## Text block:
# Eastern Orthodoxy, Padeobaptism and Padeocommunion



## tellville (Mar 29, 2007)

I was curious if anybody had any info on how the EO practices of:

1. Baptising, by full immersion, three times [In the name of the Father (dunk 1), in the name of the Son (dunk 2), and in the name of the Holy Spirit (dunk3)], including both adults and infants, and

2. Giving communion to infants,

developed. Or maybe you just have comments to make? It just seems very interesting to me how the East developed so radically different from the West on these issues. For example, fully immersing your infant as opposed to sprinkling your infant. Can you imagine the screaming that would occur at a EO infant baptism as you dunk the child 3 times fully under water?


----------



## Founded on the Rock (Mar 29, 2007)

Well I do know that my Girlfriend grew up Coptic Orthodox, and she took paedo-communion and was baptised in that way.

She says it was quite interesting (viewing it, not that she remembers it when it happend to her of course)! The babies can get pretty loud I hear.

I don't have a scholarly response but its something


----------



## tellville (Mar 29, 2007)

(Location identification entries)
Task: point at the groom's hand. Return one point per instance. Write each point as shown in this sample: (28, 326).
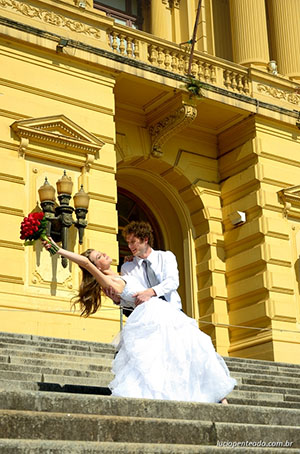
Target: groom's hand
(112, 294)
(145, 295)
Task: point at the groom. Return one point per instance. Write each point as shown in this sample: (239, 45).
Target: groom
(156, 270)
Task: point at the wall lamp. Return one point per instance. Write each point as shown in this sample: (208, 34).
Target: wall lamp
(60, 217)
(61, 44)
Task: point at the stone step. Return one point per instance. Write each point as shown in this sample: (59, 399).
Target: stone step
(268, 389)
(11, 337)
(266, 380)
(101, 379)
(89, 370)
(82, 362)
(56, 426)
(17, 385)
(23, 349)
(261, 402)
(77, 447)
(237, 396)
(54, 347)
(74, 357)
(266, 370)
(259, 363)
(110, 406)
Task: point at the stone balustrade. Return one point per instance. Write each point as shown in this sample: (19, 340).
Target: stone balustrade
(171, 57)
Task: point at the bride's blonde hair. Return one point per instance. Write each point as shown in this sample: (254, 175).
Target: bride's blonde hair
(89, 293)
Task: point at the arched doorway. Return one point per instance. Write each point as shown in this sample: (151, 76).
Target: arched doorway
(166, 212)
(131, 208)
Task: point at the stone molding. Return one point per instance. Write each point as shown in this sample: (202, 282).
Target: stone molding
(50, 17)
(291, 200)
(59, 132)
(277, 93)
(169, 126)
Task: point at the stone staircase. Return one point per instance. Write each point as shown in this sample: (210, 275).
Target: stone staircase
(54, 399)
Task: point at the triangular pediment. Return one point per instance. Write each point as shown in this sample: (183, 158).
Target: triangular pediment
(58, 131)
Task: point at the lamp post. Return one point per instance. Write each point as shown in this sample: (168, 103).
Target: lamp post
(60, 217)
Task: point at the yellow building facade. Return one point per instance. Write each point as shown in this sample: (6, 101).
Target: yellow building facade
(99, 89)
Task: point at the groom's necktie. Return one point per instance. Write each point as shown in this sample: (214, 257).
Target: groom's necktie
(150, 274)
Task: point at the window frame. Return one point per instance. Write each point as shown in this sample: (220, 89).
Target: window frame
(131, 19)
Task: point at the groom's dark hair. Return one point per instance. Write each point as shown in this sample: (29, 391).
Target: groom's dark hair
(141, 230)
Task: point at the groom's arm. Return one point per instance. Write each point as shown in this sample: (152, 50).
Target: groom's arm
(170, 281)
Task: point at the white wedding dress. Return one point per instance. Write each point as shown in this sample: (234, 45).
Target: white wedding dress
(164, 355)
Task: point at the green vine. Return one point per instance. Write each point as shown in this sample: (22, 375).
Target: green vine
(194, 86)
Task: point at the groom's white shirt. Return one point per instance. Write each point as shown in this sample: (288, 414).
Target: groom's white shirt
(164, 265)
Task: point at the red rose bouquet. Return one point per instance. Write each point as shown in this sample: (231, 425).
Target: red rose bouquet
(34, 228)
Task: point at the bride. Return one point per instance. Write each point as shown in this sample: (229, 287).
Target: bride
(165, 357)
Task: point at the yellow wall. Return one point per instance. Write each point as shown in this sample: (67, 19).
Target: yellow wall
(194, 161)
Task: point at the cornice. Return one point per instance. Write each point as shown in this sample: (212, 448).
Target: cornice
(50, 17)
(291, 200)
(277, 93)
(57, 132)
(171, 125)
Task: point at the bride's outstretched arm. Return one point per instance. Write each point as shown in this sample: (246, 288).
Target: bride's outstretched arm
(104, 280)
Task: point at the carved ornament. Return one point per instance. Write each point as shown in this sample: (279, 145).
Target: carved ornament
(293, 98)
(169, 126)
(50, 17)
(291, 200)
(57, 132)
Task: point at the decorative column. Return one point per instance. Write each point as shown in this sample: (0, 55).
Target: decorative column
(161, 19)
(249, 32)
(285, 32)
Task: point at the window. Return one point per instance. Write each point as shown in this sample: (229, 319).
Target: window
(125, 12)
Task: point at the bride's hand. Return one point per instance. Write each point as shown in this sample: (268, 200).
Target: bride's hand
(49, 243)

## Tasks for this exercise:
• A. In the Eastern Orthodoxy thread, list the phrases spoken during the three dunks of the baptism.
• B. For each statement, say whether it agrees with the Eastern Orthodoxy thread, and quote the words that decide it. (i) The first post says the triple full-immersion baptism is given to both adults and infants. (ii) The girlfriend remembers her own baptism. (iii) The second poster offers a scholarly response.
• C. Return the part of the Eastern Orthodoxy thread from "developed. Or maybe" to "in that way.".

## Answers for the exercise:
• A. In the name of the Father; in the name of the Son; in the name of the Holy Spirit

• B.
(i) Yes: "including both adults and infants"
(ii) No: "not that she remembers it when it happend to her of course"
(iii) No: "I don't have a scholarly response but its something"

• C.
developed. Or maybe you just have comments to make? It just seems very interesting to me how the East developed so radically different from the West on these issues. For example, fully immersing your infant as opposed to sprinkling your infant. Can you imagine the screaming that would occur at a EO infant baptism as you dunk the child 3 times fully under water?


----------



## Founded on the Rock (Mar 29, 2007)

Well I do know that my Girlfriend grew up Coptic Orthodox, and she took paedo-communion and was baptised in that way.